----- Rows

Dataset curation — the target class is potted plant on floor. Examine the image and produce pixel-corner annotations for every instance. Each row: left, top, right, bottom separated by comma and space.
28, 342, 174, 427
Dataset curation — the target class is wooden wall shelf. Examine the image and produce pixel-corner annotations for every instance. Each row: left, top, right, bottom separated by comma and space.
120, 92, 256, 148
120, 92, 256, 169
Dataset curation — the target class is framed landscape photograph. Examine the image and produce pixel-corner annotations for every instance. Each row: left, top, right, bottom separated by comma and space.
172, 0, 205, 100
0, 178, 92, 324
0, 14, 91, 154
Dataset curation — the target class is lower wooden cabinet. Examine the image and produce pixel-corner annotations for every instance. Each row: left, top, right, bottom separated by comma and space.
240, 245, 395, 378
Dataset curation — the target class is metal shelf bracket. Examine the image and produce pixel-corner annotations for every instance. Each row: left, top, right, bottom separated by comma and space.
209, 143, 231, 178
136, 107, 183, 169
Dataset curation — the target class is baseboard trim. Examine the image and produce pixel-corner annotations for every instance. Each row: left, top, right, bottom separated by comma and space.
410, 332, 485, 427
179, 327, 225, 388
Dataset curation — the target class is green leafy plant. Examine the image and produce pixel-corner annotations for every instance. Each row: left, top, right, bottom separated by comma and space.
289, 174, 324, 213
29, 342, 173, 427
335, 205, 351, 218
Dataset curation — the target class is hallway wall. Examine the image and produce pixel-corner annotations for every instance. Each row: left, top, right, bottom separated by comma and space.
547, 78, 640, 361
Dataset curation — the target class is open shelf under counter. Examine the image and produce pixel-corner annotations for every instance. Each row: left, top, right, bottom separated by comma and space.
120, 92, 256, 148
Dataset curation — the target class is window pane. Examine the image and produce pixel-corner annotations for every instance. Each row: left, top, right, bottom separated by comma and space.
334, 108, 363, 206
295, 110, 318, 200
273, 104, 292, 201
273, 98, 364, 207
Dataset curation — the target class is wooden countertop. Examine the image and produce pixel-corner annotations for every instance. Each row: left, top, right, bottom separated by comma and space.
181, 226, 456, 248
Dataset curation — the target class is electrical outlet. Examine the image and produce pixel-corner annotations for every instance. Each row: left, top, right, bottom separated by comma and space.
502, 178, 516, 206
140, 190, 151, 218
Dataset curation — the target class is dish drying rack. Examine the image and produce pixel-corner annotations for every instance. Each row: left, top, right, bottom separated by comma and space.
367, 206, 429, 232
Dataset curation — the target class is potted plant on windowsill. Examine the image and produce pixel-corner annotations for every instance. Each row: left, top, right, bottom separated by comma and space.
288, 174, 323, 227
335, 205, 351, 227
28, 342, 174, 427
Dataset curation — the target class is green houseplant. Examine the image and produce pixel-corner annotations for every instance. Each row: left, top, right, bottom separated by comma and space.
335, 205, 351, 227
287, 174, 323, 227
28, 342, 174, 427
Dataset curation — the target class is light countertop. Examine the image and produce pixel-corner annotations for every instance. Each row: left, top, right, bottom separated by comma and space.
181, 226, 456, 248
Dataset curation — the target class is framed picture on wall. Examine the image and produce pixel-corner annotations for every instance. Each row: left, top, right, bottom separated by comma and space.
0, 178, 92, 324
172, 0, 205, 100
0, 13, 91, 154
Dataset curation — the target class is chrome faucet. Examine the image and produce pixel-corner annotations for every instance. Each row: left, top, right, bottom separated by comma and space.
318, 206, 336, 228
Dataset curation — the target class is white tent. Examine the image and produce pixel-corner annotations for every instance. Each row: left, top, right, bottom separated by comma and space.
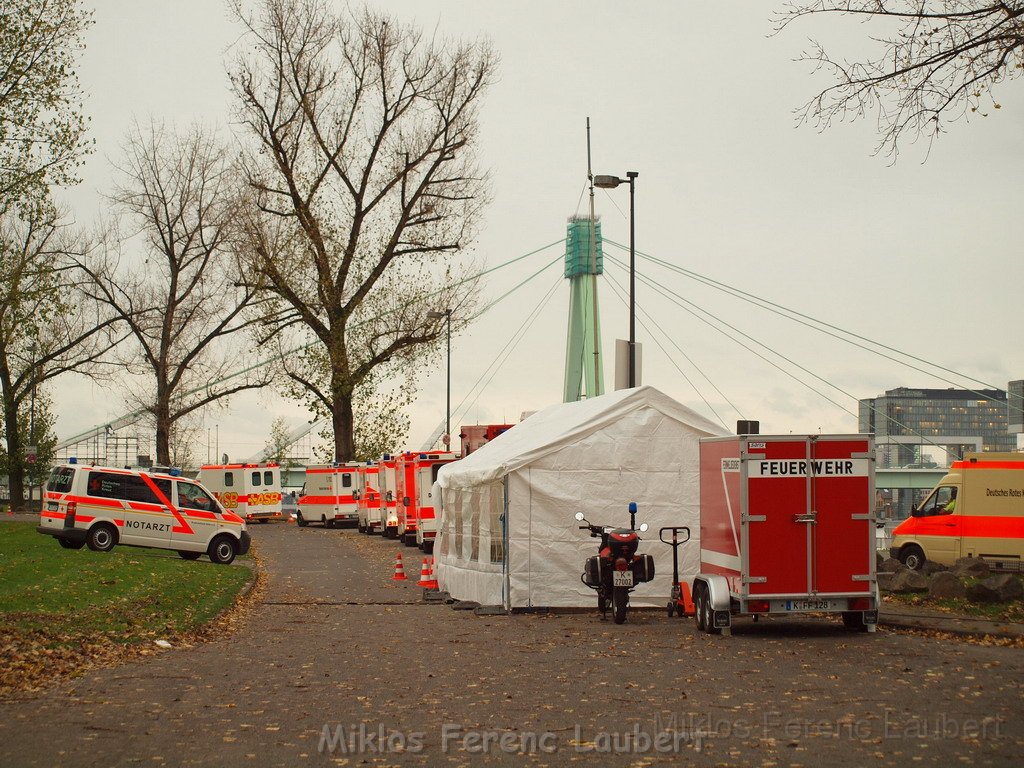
435, 387, 725, 608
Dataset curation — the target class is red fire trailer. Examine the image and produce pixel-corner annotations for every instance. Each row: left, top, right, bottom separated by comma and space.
693, 434, 879, 634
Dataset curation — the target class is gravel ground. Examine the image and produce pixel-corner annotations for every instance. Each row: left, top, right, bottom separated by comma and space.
0, 524, 1024, 766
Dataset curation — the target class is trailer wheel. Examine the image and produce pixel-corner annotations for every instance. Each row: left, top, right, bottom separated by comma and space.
611, 587, 630, 624
693, 584, 707, 632
843, 610, 867, 632
899, 544, 925, 570
701, 593, 722, 635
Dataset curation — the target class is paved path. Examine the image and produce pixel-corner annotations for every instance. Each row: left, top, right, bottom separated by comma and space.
0, 525, 1024, 766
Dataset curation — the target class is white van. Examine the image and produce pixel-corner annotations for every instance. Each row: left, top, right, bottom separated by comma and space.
36, 462, 251, 565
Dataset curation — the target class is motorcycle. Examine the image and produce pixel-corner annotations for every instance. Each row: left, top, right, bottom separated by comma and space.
575, 502, 654, 624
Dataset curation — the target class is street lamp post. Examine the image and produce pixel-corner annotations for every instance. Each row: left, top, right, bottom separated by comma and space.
594, 171, 640, 388
427, 309, 452, 451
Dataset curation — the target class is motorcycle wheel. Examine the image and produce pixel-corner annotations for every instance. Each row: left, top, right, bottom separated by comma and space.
611, 587, 630, 624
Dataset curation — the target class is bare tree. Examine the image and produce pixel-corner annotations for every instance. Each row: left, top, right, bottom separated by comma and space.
0, 0, 91, 217
775, 0, 1024, 159
81, 123, 269, 464
230, 0, 497, 461
0, 202, 120, 506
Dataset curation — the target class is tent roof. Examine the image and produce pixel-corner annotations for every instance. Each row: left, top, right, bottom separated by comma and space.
437, 386, 728, 487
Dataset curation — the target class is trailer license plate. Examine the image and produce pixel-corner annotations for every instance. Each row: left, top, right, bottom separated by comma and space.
611, 570, 633, 587
785, 600, 839, 610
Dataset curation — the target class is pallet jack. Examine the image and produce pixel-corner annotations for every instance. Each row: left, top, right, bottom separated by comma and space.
658, 525, 696, 618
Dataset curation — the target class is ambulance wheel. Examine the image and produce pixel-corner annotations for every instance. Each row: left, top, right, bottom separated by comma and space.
85, 522, 118, 552
207, 536, 239, 565
899, 544, 925, 570
843, 610, 867, 632
693, 585, 707, 632
611, 587, 630, 624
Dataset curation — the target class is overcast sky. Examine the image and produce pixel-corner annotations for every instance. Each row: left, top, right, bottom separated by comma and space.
56, 0, 1024, 459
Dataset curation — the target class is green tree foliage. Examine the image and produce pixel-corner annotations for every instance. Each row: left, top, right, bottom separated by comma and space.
230, 0, 497, 461
776, 0, 1024, 158
0, 0, 91, 212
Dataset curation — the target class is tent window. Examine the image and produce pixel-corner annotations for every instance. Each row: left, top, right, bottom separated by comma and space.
469, 494, 480, 562
487, 494, 505, 562
452, 499, 463, 560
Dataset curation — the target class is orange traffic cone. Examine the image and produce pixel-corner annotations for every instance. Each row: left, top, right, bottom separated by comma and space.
416, 557, 430, 587
423, 557, 440, 590
391, 552, 408, 582
679, 582, 696, 616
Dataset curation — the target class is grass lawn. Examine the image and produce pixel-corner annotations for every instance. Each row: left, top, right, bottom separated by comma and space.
0, 521, 252, 648
885, 575, 1024, 624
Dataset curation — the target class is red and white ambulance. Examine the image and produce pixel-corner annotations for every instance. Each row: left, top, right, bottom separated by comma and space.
396, 451, 459, 553
355, 462, 382, 534
295, 462, 364, 528
36, 460, 250, 565
199, 462, 285, 522
693, 434, 879, 633
377, 454, 398, 539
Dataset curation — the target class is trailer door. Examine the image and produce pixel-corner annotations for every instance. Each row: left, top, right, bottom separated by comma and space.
743, 436, 874, 597
810, 437, 874, 595
740, 436, 811, 596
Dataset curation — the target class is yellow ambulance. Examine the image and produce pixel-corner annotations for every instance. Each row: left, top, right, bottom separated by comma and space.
891, 453, 1024, 570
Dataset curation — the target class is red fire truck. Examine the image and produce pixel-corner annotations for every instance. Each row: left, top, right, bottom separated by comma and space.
693, 434, 879, 634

----------

• [Exercise] Starting with the first line of the material and going on through the line with "179, 327, 225, 388", write those lines out again, changing "Dataset curation" to "Data labeling" and leaving everything else the same.

• [Correct response]
Data labeling — the target class is potted plant on floor. Examine the image and produce pixel-corner annotations for every instance. Each row: left, top, right, bottom separated by comma and space.
28, 342, 174, 427
Data labeling — the target class is wooden wall shelf. Examine the image and produce pixel-corner annotations for every instance. Each row: left, top, right, bottom separated by comma and space.
120, 92, 256, 148
120, 92, 256, 169
Data labeling — the target class is framed landscape photograph. Examine the image and produce pixel-corner annotations for every instance. Each row: left, top, right, bottom separated by comma and space.
172, 0, 205, 100
0, 178, 92, 324
0, 14, 91, 154
Data labeling — the target class is lower wooden cabinet. Examine the image and produce pixel-corner annotations for every instance. Each row: left, top, right, bottom separated by comma and space.
240, 245, 395, 378
Data labeling — the target class is metal shelf bracket. Examine the image and produce pixel-corner annotations for every instance. Each row: left, top, right, bottom separated by comma and space.
209, 143, 231, 178
136, 107, 183, 169
Data labeling — the target class is baseboard trim. Examine the image and produce pixel-corner annotations for every instance. Each row: left, top, right, bottom separated by comma and space.
410, 332, 485, 427
179, 327, 225, 388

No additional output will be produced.